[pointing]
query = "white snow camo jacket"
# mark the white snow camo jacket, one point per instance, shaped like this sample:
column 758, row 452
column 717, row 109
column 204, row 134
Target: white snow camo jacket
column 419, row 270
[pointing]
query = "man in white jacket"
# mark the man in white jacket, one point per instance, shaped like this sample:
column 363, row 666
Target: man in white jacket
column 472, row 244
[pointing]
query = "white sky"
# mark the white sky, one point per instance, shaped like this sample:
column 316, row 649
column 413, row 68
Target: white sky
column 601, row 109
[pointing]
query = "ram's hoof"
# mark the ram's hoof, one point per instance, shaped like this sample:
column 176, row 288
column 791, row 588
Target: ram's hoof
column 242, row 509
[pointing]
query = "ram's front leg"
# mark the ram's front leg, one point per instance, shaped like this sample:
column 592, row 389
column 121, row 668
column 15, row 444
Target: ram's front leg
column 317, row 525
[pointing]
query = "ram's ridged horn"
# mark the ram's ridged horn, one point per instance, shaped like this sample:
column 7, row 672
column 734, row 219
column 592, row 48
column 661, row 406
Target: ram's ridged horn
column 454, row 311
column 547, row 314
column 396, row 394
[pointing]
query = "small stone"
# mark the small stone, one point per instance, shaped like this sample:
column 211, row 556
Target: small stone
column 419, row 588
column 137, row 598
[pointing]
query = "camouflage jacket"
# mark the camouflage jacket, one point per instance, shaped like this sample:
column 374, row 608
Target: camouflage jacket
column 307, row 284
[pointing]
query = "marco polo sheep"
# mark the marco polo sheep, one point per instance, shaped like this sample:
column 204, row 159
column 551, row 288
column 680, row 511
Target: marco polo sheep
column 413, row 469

What to work on » Each record is to be retyped exactly as written.

Finished task »
[pointing]
query = "white snow camo jacket"
# mark the white snow camo jacket, one point per instance, shaped like this sample:
column 758, row 452
column 717, row 109
column 204, row 134
Target: white snow camo jacket
column 419, row 270
[pointing]
query = "man in white jacket"
# mark the man in white jacket, one point per instance, shaped like this sample:
column 363, row 666
Target: man in white jacket
column 472, row 244
[pointing]
query = "white sky"
# mark the white sky, one point per instance, shaped like this sample:
column 316, row 649
column 413, row 68
Target: white sky
column 601, row 109
[pointing]
query = "ram's hoof"
# mark the ram's hoof, one point per instance, shaped like this sample:
column 176, row 288
column 791, row 588
Target: ram's hoof
column 242, row 509
[pointing]
query = "ram's front leg"
# mark the ram's front leg, one point per instance, shaped like this sample:
column 592, row 389
column 121, row 668
column 15, row 444
Target: ram's front leg
column 317, row 525
[pointing]
query = "ram's ridged horn"
# mark the ram's ridged horn, one point per instance, shaped like this sample:
column 7, row 672
column 734, row 219
column 592, row 48
column 661, row 406
Target: ram's ridged horn
column 454, row 311
column 547, row 314
column 396, row 394
[pointing]
query = "small stone"
# mark the small stone, one point per instance, shaped like this sample:
column 211, row 556
Target: small stone
column 419, row 588
column 137, row 598
[pointing]
query = "camouflage jacket"
# mark the camouflage jacket, one point per instance, shaped like this sample:
column 374, row 608
Target: camouflage jacket
column 307, row 284
[pointing]
query = "marco polo sheep"
# mark the marco polo sheep, one point per instance, shaped like this sample:
column 204, row 159
column 551, row 288
column 680, row 511
Target: marco polo sheep
column 413, row 469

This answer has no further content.